[start of GIVEN TEXT]
Being wounded was not the only misfortune to befall Neumann, for his father lost everything he possessed in a fire leaving little to support the rest of Neumann's education. Despite the financial problems, Neumann returned to the Berlin Gymnasium to complete his course and entered the University of Berlin in 1817. He did not enrol for a degree in science, however, for he followed the wishes of his father and began to study theology.
Neumann moved from the University of Berlin to continue his studies at Jena in April 1818. At Jena, his interests turned to more scientific courses and he took up the study of mineralogy and crystallography. He became friendly with one of his teachers at Jena, Christian Weiss, and Weiss arranged for some financial support to allow Neumann to make field trips to Silesia to study geology. He made his first trip in the summer of 1820 and he planned to make further trips in 1822 and 1823. However, Neumann's father died and, concerned about his mother's health and well-being, he took the year 1822-23 out from his studies to manage his mother's farm.
Taking a year out to manage the farm did not stop Neumann writing his first paper on crystallography which was published in 1823. Then he returned to the University of Berlin where he worked as curator of the mineral cabinet while completing the research for his doctorate. Neumann obtained his doctorate in November 1825, and in the following May, together with Jacobi, he was appointed as a Privatdozent at the University of Königsberg.
[end of GIVEN TEXT]
PROBLEM TO SOLVE: According to the Neumann biography, what subject did Neumann begin studying at the University of Berlin to follow his father's wishes? You won't need any of the data that follows the Neumann biography.
[start of EXTRACTED RECORDS]
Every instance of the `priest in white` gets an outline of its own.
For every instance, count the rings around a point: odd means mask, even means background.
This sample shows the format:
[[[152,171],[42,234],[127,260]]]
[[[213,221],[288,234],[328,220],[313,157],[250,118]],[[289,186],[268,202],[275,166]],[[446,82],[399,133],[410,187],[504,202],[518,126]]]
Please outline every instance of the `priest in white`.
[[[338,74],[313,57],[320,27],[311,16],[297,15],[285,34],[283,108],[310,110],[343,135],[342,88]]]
[end of EXTRACTED RECORDS]
SOLVED PROBLEM: Theology.